• [STATED TASK A]: Retype everything in the entries from the line containing "query: the noun phrase to segment: green grass" down to the line containing "185L207 191L249 191L256", with both of those lines included.

• [TEXT SECTION]:

BaDaLì can be ideally subdivided in four main
modules: the informants module (green area), the
questionnaires module (yellow area), the lemmas
module (blue area) and the forms module (orange area); table lingue (‘languages’) is a lookup shared by lemmas
and forms modules, while table inchieste (‘enquiries’) connects the informants module with the questionnaires module.
Forms module
The very central point of the database is the table forme (‘forms’) and contains the forms produced
by informants. Every form is traced to its grammar
category (categorie grammaticali table). In some cases the
form is also related to a specific dialect (dialetti table), or to a language (lingue table) in case of foreignism. In this way an eventual existing distance between form and lemma (that we call gradiente ‘gradient’) is measured
in terms of dialectal influence, foreign features or
innovative traits on a graphical level.
The forms module is connected to all other modules. Every form, in fact, is traced to its relevant lemma, is produced by an informant, under the stimulation of a question.
Lemmas module
Tracing forms to their relevant lemmas is a crucial point, especially for innovative forms not recorded by dictionaries. For this reason, we selected a reference dictionary and established a number of criterions to create the suitable lemma for the unattested occurrences. We decided to adopt the most complete dictionary of modern Italian, the Grande Dizionario Italiano dell’Uso (Gradit), edited by Tullio De Mauro. When a new lemma is inserted
in the database, specific codes are added to mark its
absence or a semantic innovation in regards of Gradit.
Relevant lemmas (lemma table) have been categorized too, following an updated version of the classification
of lexical components of the language of young people
(componenti lessico table) proposed by Cortelazzo 1994.
Informant module
Table parlanti (‘informants’) collects all the
information pertinent to the informants. A number
of questions pointed out the need of typifying data collected
by the enquiry. For example, the questionnaire asked the informer to declare his/her birthplace and residence. The result was a list of towns and villages that had little
relevance in the case of a large scale enquiry. As the question about birthplace was included to retrieve
information about the origin of the informant’s family in order to determine if an influence of a non local
dialect can be assumed, we decide to group answers in
macro-regional categories. The question on the
residence was introduced to retrieve information about the commuting, to enquire on eventual differences between the language of towns and small villages. As the secondary schools where the enquiries were held are
located in towns or in big villages, we decided to consider
only if the informant lives in the same town where the school is located or elsewhere. In such cases a relative loss of information is compensated for the opportunity of comparing the results of different points of enquiry.

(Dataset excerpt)

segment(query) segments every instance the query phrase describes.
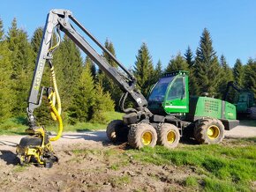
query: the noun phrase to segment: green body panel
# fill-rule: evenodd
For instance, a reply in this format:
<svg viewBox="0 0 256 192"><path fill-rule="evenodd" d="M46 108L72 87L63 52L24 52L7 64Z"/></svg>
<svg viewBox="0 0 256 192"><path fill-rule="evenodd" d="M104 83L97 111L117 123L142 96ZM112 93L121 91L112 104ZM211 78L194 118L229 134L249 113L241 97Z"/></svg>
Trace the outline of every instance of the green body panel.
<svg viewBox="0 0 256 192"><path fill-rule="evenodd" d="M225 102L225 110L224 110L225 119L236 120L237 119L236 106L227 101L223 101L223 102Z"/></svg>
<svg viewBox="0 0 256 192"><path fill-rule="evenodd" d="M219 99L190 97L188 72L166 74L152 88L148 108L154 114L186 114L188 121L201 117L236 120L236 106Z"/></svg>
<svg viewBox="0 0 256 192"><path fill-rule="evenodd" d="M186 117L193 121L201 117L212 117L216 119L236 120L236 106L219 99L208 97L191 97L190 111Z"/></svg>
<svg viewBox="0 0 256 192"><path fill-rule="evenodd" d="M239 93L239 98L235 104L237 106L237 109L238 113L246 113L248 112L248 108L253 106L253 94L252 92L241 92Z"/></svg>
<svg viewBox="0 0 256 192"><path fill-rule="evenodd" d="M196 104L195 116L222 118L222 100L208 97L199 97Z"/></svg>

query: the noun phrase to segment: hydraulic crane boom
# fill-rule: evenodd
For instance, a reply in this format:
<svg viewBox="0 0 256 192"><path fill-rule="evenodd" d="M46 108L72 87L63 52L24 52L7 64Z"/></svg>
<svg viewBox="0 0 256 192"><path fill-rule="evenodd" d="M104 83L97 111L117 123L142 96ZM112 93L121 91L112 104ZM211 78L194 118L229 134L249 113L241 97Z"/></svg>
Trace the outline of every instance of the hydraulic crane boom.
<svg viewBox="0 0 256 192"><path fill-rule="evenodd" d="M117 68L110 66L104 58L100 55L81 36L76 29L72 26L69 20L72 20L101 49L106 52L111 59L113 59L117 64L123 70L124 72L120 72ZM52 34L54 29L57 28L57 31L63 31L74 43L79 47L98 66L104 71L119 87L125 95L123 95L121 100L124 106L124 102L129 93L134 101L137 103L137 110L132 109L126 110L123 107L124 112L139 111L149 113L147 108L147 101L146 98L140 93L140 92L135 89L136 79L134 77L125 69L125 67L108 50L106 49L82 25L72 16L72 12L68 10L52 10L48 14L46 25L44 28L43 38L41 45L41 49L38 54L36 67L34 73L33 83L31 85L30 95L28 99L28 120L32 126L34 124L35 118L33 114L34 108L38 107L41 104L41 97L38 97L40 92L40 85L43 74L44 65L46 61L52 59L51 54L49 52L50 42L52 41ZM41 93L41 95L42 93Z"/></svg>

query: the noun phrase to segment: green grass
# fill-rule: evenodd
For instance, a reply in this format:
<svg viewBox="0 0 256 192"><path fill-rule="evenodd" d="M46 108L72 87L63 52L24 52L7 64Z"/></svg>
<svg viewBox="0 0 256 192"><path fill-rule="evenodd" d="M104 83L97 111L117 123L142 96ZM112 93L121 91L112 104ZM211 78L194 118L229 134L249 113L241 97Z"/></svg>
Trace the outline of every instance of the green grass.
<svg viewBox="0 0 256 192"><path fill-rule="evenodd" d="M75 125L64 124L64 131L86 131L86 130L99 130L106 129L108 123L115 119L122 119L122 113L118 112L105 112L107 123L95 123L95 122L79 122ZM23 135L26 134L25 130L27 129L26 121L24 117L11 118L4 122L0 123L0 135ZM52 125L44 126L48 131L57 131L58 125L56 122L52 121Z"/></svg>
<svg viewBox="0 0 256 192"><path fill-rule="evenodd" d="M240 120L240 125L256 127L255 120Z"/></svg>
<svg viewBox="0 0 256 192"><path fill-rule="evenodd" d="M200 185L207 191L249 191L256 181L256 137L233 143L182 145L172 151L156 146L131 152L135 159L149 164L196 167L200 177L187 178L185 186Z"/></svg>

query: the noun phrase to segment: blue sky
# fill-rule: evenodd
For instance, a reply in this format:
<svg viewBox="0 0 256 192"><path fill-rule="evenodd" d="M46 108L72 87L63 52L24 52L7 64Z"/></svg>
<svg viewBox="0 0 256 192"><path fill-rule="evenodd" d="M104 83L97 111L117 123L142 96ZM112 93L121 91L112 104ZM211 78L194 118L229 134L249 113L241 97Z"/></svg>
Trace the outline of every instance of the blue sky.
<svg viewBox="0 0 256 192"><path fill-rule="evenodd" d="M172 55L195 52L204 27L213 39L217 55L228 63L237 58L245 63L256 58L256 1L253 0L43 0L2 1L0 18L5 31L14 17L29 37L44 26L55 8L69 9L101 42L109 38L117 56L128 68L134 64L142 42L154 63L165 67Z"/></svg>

• [STATED TASK B]: Update the text on the BaDaLì database by writing out everything from "BaDaLì can be" down to "the questionnaires module." again, with "lookup" replaced by "reference table".

• [FULL ANSWER A]:
query: the noun phrase to segment: green grass
# fill-rule: evenodd
For instance, a reply in this format:
<svg viewBox="0 0 256 192"><path fill-rule="evenodd" d="M46 108L72 87L63 52L24 52L7 64Z"/></svg>
<svg viewBox="0 0 256 192"><path fill-rule="evenodd" d="M104 83L97 111L117 123L142 96ZM112 93L121 91L112 104ZM211 78L194 118L229 134L249 113L241 97Z"/></svg>
Trace the outline of every instance of the green grass.
<svg viewBox="0 0 256 192"><path fill-rule="evenodd" d="M75 125L64 124L64 131L86 131L86 130L99 130L106 129L108 123L115 119L122 119L122 113L118 112L105 112L107 123L95 123L95 122L79 122ZM23 135L26 134L25 130L27 129L26 121L24 117L11 118L4 122L0 123L0 135ZM52 125L44 126L48 131L57 131L58 125L56 122L52 121Z"/></svg>
<svg viewBox="0 0 256 192"><path fill-rule="evenodd" d="M240 120L240 125L256 127L255 120Z"/></svg>
<svg viewBox="0 0 256 192"><path fill-rule="evenodd" d="M200 185L207 191L249 191L256 181L256 137L233 143L182 145L172 151L156 146L131 152L135 159L149 164L196 167L200 177L187 178L185 186Z"/></svg>

• [FULL ANSWER B]:
BaDaLì can be ideally subdivided in four main
modules: the informants module (green area), the
questionnaires module (yellow area), the lemmas
module (blue area) and the forms module (orange area); table lingue (‘languages’) is a reference table shared by lemmas
and forms modules, while table inchieste (‘enquiries’) connects the informants module with the questionnaires module.